• **Rows from a pointing dataset**:
▬▬▬▬▬▬▬▬▬▬

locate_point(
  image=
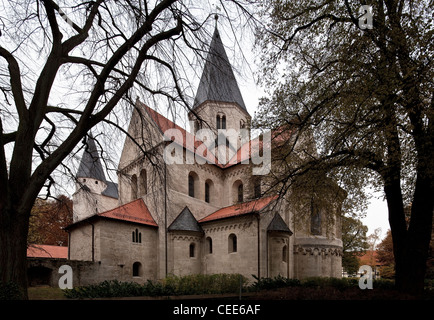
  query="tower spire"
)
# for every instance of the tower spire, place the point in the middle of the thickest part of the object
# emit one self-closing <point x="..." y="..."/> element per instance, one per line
<point x="90" y="164"/>
<point x="218" y="81"/>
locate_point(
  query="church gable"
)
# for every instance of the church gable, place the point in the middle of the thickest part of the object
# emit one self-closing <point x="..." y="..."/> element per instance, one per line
<point x="185" y="221"/>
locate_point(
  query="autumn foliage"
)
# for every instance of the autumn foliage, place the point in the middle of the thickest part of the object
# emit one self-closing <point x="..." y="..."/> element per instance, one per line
<point x="47" y="220"/>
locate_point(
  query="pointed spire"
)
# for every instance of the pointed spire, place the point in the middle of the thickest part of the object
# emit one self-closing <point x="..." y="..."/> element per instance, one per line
<point x="90" y="165"/>
<point x="218" y="81"/>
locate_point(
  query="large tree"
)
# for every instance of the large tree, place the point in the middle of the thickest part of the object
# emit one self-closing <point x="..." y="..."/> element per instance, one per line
<point x="366" y="92"/>
<point x="66" y="67"/>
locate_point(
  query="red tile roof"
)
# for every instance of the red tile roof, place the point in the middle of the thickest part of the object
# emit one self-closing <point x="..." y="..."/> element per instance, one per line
<point x="239" y="209"/>
<point x="135" y="211"/>
<point x="47" y="251"/>
<point x="370" y="258"/>
<point x="189" y="141"/>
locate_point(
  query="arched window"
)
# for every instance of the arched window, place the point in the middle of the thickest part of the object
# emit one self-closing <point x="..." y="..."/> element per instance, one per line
<point x="315" y="219"/>
<point x="206" y="192"/>
<point x="137" y="236"/>
<point x="208" y="245"/>
<point x="192" y="249"/>
<point x="134" y="187"/>
<point x="209" y="187"/>
<point x="257" y="188"/>
<point x="240" y="193"/>
<point x="143" y="182"/>
<point x="232" y="243"/>
<point x="193" y="186"/>
<point x="137" y="269"/>
<point x="284" y="253"/>
<point x="190" y="185"/>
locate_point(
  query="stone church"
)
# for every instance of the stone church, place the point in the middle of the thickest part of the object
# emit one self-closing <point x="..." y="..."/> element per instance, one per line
<point x="198" y="215"/>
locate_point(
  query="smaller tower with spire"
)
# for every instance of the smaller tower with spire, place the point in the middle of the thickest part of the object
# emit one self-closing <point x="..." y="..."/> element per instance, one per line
<point x="94" y="193"/>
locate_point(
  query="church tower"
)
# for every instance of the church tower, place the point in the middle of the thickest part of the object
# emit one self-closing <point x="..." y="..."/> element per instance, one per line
<point x="94" y="194"/>
<point x="218" y="103"/>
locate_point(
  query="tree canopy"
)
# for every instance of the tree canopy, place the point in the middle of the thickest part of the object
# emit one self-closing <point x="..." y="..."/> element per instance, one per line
<point x="367" y="95"/>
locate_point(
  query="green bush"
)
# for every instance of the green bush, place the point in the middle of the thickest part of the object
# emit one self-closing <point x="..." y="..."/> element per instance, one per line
<point x="273" y="283"/>
<point x="10" y="291"/>
<point x="171" y="285"/>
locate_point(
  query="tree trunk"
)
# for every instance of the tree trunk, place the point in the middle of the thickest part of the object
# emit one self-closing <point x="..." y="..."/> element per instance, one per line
<point x="418" y="237"/>
<point x="13" y="249"/>
<point x="410" y="247"/>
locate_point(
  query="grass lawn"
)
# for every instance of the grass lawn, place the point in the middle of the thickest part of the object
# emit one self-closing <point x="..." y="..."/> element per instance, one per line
<point x="45" y="293"/>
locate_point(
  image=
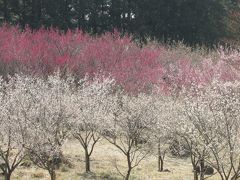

▬▬▬▬▬▬▬▬▬▬

• **Requirement**: Pull out every line in the items above that contains the word "gable", matching case exactly.

• **Reply to the task**:
  query="church gable"
# for every instance of the church gable, place the point in the middle of the thickest part of the object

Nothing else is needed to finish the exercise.